Nasza Loteria NaM - pasek na kartach artykułów

Ballada o Jasiu

Rafał Cybulski
Kilku, najczęściej pijanych, młodzieńców doprowadza mieszkańców bloku Odrowskiego 6 w Kwidzynie do rozpaczy. Pomimo strachu jeden z nich przyszedł do naszej redakcji i opowiedział nam historię o Jasiu, który terroryzuje ...

Kilku, najczęściej pijanych, młodzieńców doprowadza mieszkańców bloku Odrowskiego 6 w Kwidzynie do rozpaczy. Pomimo strachu jeden z nich przyszedł do naszej redakcji i opowiedział nam historię o Jasiu, który terroryzuje jego i jego sąsiadów.
- Jasiu (tak pieszczotliwie nazywają 21-letniego chuligana prawie wszyscy lokatorzy z Odrowskiego 6 - przyp. red.) razem z kolegami dewastuje klatkę schodową - opowiada nam jeden z mieszkańców. - Razem piją alkohol, często do późnych godzin nocnych. Nie możemy spać. Każda próba zwrócenia im uwagi, kończy się tak samo. Obrzucają nas obelgami i grożą. Nieraz dochodziło do szarpaniny. Naprawdę boimy się tam mieszkać.
Garstka młodych ludzi, jak relacjonują nam mieszkańcy z Odrowskiego 6, większość wolnego czasu spędza przed ich blokiem, bo nie mają nic innego do roboty. Potrzeby fizjologiczne najczęściej załatwiają w piwnicy. Nocne hałasy, brud, smród to standard.
Najbardziej skarżą się ci, którzy mieszkają w drugiej i trzeciej klatce.
- Po schodach przejść trudno, bo całe ,usłane" są łupinami nasion słonecznika - mówi jedna z mieszkanek.
- Czasami trudno dostać się do własnego mieszkania, bo młodzi chuligani nie chcą nas przepuścić - dodaje inna.
- Powiedz k...o przepraszam, to cię przepuścimy - dzielnicowy wprost przytacza słowa jakich używają chuligani - Żadnego szacunku dla starszych ludzi, którzy tam mieszkają, dla munduru, dla niczego i nikogo.
Największy problem mieszkańcy mają z Jasiem. 21-latek nadużywa alkoholu, często bywa agresywny,
ale gdy do sądu trafił wniosek o skierowanie go na przymusowe leczenie odwykowe murem stanęła za nim cała rodzina.
- Tak jest zresztą za każdym razem i w każdej sprawie - skarżą się sąsiedzi. - Jasiu zawsze jest ,niewinny". Wyjątkiem w tej rodzinie był tylko jeden ze starszych braci, który już tu nie mieszka. To on kiedyś zabrał się za remont klatki schodowej, by naprawić szkody wyrządzone przez Jasia.
━━━━━━━━
TREŚĆ POLECENIA:
Proszę dopisać dalszy ciąg artykułu o uciążliwych młodzieńcach z bloku Odrowskiego 6 w Kwidzynie, zaczynając bezpośrednio po jego ostatnim zdaniu. Zamieszczone dalej linie nie są potrzebne.

UDOSTĘPNIONY MATERIAŁ:
━━━━━━━━
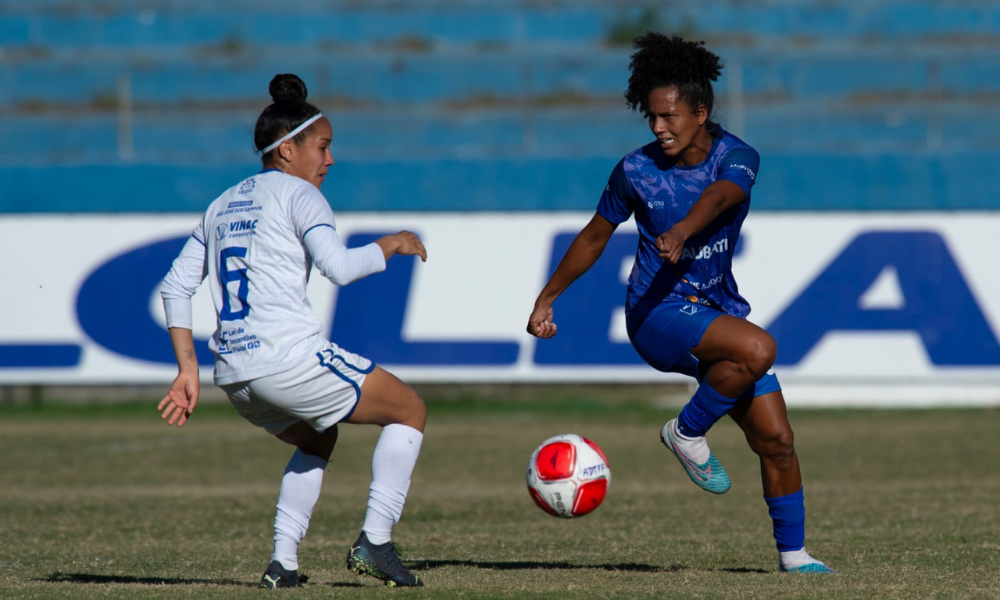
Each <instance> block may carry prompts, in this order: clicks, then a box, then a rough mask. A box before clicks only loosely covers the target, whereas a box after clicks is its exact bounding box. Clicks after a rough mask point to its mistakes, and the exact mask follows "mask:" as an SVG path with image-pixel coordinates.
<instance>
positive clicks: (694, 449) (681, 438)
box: [667, 419, 711, 465]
━━━━━━━━
WYNIK ĆWICZENIA:
Niedawno do sądu trafiła też sprawa o skierowanie na leczenie ojca rodziny.
I znów dojdzie konfrontacji zeznań jego krewnych z opiniami sąsiadów. Ci jednak zeznają niechętnie.
- Wszyscy się boją - mówi jedna z mieszkanek tego bloku. - Oprócz mnie i męża niewielu jest chętnych, aby o problemach z tą rodziną, a przede wszystkim o Jasiu i jego kolegach, mówić przed sądem.
Nie ma im się co dziwić, bo ponoć, gdy tylko ktoś podejmował jakiekolwiek działania przeciw uciążliwemu Jasiowi lub jego rodzinie, kiedyś kłopoty sprawiali też jego starsi bracia i ojciec, to często nie kończyło się tylko na groźbach i wyzwiskach. Były już przypadki podpalonych piwnic, czy samochodów zablokowanych ciężkimi kamiennymi kwietnikami.
- Zakłócanie ciszy nocnej, zakłócanie porządku publicznego, nękanie sąsiadów - wymienia grzechy uciążliwej młodzieży dzielnicowy Tomasz Blonkowski. - Jednak, aby pociągnąć ich do odpowiedzialności, potrzebujemy zeznań świadków.
Sprawa znana jest policji oraz dzielnicowemu Tomaszowi Blonkowskiemu, który nie raz próbował pomóc mieszkańcom.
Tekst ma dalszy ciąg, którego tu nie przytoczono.